== TEXT ==

## Importing Libraries

In [0]:
from pyspark.sql.functions import *
from pyspark.sql.types import *
from pyspark.sql.window import Window

**550. Game Play Analysis IV(Medium)**

**Table: Activity**

| Column Name  | Type    |
|--------------|---------|
| player_id    | int     |
| device_id    | int     |
| event_date   | date    |
| games_played | int     |

(player_id, event_date) is the primary key (combination of columns with unique values) of this table.
This table shows the activity of players of some games.
Each row is a record of a player who logged in and played a number of games (possibly 0) before logging out on someday using some device.
 

**Write a solution to report the fraction of players that logged in again on the day after the day they first logged in, rounded to 2 decimal places. In other words, you need to count the number of players that logged in for at least two consecutive days starting from their first login date, then divide that number by the total number of players.**

The result format is in the following example.

**Example 1:**

**Input:**
**Activity table:**
| player_id | device_id | event_date | games_played |
|-----------|-----------|------------|--------------|
| 1         | 2         | 2016-03-01 | 5            |
| 1         | 2         | 2016-03-02 | 6            |
| 2         | 3         | 2017-06-25 | 1            |
| 3         | 1         | 2016-03-02 | 0            |
| 3         | 4         | 2018-07-03 | 5            |

**Output:**
| fraction  |
|-----------|
| 0.33      |

**Explanation:**
Only the player with id 1 logged back in after the first day he had logged in so the answer is 1/3 = 0.33


In [0]:
activity_data_550 = [
    (1, 2, "2016-03-01", 5),
    (1, 2, "2016-03-02", 6),
    (2, 3, "2017-06-25", 1),
    (3, 1, "2016-03-02", 0),
    (3, 4, "2018-07-03", 5)
]

activity_columns_550 = ["player_id", "device_id", "event_date", "games_played"]
activity_df_550 = spark.createDataFrame(activity_data_550, schema=activity_columns_550)
activity_df_550.show()

+---------+---------+----------+------------+
|player_id|device_id|event_date|games_played|
+---------+---------+----------+------------+
|        1|        2|2016-03-01|           5|
|        1|        2|2016-03-02|           6|
|        2|        3|2017-06-25|           1|
|        3|        1|2016-03-02|           0|
|        3|        4|2018-07-03|           5|
+---------+---------+----------+------------+



In [0]:
windowSpec = Window.partitionBy("player_id").orderBy(col("event_date").asc())

activity_df_550\
    .withColumn("prev_event_date", lag("event_date",1,None).over(windowSpec))\
        .withColumn("fraction", when(datediff(col("event_date"),col("prev_event_date"))  == 1,1).otherwise(0))\
            .agg( round(sum("fraction")/ countDistinct("player_id"), 2).alias("fraction")).show()

+--------+
|fraction|
+--------+
|    0.33|
+--------+

===

> **AIM**
Answer these from the notebook:
(a) Which combination of columns is the primary key of the Activity table?
(b) How many decimal places should the reported fraction be rounded to?
(c) Which column is the window partitioned by in the PySpark code?
The entries after this point are not needed for anything here.

== RAW RECORDS ==

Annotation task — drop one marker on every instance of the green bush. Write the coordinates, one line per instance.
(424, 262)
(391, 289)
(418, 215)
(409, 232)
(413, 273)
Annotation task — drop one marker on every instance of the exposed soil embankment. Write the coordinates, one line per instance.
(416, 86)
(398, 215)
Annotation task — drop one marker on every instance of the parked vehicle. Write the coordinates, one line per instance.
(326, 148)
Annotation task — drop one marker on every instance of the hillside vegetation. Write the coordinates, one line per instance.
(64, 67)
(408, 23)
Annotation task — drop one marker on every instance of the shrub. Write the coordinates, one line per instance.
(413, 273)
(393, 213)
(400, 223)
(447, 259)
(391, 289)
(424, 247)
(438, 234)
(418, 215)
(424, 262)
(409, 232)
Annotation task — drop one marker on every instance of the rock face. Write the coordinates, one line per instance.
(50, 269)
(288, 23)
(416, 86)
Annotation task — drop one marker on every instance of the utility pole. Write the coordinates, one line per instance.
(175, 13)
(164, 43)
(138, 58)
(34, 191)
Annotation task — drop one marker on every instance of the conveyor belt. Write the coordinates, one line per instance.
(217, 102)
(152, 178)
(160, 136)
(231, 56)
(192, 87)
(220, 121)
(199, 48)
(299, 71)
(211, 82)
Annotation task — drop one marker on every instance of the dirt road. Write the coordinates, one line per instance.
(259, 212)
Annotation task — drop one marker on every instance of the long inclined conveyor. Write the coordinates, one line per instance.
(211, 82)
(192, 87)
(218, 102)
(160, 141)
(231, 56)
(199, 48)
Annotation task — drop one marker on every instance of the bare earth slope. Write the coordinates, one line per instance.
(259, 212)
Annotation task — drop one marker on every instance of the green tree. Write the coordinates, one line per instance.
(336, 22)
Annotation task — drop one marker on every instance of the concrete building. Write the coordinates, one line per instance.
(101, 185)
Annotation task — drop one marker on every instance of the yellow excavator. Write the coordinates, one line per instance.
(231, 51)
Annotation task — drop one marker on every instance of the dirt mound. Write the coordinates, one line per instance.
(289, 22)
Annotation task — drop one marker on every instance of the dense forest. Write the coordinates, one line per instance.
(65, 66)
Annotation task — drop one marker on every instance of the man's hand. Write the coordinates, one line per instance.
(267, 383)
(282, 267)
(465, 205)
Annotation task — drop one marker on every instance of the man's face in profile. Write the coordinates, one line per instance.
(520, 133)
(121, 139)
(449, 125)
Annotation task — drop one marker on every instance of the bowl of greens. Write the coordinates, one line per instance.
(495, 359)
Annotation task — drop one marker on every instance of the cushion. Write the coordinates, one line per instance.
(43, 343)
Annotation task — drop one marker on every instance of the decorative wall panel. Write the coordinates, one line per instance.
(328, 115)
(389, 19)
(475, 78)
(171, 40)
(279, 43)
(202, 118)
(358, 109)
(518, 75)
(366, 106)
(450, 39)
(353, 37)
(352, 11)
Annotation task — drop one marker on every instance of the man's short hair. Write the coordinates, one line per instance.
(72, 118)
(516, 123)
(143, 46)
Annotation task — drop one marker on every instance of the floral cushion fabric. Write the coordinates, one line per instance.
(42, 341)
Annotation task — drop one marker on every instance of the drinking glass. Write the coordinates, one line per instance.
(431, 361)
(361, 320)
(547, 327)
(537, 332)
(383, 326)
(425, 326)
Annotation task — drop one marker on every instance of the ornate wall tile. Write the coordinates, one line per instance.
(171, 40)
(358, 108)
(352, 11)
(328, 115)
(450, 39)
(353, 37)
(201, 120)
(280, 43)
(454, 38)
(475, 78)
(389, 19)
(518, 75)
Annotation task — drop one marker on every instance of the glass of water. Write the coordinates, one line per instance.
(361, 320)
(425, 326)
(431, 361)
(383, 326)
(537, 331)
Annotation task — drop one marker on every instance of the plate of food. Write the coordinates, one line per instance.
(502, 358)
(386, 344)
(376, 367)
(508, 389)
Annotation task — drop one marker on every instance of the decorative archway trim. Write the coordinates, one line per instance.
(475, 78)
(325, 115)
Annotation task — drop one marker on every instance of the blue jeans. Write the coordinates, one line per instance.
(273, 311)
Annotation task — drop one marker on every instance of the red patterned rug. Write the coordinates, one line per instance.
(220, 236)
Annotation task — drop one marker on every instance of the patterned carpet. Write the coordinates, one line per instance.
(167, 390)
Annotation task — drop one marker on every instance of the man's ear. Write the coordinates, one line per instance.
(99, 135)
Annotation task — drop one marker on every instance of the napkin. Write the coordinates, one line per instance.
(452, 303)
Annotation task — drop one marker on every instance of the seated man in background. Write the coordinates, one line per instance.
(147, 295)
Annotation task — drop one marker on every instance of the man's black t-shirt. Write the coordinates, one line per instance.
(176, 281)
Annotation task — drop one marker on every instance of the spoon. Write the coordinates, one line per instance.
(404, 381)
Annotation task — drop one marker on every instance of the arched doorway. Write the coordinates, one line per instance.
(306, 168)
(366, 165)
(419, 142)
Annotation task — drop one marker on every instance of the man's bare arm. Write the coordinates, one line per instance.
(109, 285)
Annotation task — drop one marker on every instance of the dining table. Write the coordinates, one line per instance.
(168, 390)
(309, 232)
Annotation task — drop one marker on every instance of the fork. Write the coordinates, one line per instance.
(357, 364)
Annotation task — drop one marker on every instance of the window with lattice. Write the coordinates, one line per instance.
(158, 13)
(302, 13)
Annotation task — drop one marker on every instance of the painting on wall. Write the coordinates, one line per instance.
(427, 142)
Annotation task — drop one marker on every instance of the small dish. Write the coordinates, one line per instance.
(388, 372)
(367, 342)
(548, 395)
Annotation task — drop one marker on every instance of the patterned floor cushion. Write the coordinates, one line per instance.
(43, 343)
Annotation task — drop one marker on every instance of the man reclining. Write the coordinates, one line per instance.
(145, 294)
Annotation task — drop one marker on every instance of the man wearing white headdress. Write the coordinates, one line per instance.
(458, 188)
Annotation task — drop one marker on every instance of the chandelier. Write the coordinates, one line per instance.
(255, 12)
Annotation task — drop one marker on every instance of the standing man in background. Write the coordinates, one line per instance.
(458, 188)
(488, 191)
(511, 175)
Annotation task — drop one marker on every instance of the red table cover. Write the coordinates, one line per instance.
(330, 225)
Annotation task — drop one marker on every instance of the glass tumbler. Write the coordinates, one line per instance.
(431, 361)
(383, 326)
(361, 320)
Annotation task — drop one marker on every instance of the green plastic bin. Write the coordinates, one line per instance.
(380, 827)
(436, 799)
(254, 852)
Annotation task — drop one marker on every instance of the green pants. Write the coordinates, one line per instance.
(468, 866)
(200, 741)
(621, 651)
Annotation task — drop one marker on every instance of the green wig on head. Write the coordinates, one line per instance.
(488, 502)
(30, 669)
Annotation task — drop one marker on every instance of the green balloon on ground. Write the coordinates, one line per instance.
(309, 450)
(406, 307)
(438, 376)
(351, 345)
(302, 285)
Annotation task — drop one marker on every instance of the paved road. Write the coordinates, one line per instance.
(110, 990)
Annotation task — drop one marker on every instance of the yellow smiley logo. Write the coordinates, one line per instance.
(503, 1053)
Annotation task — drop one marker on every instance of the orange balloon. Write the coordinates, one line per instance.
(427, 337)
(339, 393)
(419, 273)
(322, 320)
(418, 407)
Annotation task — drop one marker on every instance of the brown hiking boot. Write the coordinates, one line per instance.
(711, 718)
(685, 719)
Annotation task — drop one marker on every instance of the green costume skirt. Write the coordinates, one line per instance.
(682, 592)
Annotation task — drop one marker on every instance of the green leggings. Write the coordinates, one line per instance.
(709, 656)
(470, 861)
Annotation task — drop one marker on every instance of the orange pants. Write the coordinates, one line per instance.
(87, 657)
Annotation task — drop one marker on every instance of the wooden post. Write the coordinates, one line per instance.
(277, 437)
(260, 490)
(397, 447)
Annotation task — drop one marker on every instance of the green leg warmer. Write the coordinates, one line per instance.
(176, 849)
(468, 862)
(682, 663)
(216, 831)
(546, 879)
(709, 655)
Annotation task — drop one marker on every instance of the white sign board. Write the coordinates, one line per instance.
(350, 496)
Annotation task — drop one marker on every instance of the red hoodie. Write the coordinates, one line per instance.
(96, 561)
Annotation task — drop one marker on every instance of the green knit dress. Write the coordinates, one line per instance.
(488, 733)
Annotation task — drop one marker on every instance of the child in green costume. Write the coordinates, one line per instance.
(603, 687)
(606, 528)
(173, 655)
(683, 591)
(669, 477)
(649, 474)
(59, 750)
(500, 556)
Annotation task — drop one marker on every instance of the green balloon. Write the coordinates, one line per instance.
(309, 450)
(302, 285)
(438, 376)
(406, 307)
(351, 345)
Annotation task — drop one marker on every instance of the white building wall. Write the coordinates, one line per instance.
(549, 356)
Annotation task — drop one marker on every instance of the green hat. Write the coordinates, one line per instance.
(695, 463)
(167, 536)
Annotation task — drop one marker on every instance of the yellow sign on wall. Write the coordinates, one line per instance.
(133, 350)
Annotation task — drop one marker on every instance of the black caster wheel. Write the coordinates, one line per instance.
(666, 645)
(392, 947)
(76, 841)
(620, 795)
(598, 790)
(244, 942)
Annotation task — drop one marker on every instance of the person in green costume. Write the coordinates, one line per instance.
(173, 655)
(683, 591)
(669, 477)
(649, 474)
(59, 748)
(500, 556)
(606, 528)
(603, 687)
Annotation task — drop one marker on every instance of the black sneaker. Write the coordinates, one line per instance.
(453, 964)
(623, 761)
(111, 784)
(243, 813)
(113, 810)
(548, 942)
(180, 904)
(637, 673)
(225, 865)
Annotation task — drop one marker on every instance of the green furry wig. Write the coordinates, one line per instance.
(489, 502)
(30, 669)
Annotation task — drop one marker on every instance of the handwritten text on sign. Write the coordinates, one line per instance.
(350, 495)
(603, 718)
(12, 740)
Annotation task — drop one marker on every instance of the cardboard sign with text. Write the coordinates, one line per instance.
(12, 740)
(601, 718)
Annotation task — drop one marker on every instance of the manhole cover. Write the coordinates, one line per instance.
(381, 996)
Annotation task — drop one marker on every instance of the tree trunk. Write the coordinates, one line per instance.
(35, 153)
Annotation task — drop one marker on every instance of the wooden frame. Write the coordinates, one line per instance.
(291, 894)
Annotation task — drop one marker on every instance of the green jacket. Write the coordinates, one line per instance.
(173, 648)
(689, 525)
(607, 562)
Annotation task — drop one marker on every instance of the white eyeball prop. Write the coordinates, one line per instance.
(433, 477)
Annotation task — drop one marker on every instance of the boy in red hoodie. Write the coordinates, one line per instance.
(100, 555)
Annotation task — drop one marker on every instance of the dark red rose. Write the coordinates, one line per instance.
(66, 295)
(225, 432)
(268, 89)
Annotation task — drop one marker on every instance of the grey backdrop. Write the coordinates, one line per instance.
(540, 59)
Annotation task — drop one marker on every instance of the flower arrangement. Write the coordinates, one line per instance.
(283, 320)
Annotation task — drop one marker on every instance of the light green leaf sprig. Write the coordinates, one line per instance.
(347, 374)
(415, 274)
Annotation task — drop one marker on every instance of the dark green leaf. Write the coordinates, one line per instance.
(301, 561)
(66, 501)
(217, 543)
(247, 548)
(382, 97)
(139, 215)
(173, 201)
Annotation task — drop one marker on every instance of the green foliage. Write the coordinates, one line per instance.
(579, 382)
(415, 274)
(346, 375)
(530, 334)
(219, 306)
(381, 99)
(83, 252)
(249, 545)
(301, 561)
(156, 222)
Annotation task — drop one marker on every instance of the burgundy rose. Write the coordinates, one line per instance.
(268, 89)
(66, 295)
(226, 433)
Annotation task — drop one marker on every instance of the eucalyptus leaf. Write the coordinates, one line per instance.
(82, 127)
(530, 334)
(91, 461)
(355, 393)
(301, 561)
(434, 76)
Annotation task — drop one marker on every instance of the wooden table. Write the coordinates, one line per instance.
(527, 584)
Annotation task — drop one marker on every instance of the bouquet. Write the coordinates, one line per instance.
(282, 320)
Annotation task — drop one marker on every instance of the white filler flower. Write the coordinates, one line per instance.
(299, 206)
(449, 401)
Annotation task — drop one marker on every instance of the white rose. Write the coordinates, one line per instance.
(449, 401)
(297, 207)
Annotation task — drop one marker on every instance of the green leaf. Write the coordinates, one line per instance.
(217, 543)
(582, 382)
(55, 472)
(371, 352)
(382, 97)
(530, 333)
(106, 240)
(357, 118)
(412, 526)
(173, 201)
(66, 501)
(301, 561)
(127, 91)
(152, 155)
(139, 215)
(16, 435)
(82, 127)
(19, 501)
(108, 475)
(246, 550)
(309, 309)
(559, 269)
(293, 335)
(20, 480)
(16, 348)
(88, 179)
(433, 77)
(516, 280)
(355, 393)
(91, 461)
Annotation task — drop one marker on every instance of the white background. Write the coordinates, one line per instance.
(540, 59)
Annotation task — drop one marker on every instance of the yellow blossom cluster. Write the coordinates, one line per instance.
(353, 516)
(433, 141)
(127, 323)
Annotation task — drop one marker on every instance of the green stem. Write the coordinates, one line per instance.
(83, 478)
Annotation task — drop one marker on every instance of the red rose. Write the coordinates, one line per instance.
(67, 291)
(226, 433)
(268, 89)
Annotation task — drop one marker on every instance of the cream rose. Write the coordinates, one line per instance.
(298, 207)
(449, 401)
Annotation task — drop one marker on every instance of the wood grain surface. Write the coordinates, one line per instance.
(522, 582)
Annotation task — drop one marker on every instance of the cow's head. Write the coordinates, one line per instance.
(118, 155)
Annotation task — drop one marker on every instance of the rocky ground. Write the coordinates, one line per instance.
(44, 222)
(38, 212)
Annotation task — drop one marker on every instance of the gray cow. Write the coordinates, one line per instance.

===

> **ANSWER FOR THIS EXERCISE**
(a) player_id and event_date
(b) 2
(c) player_id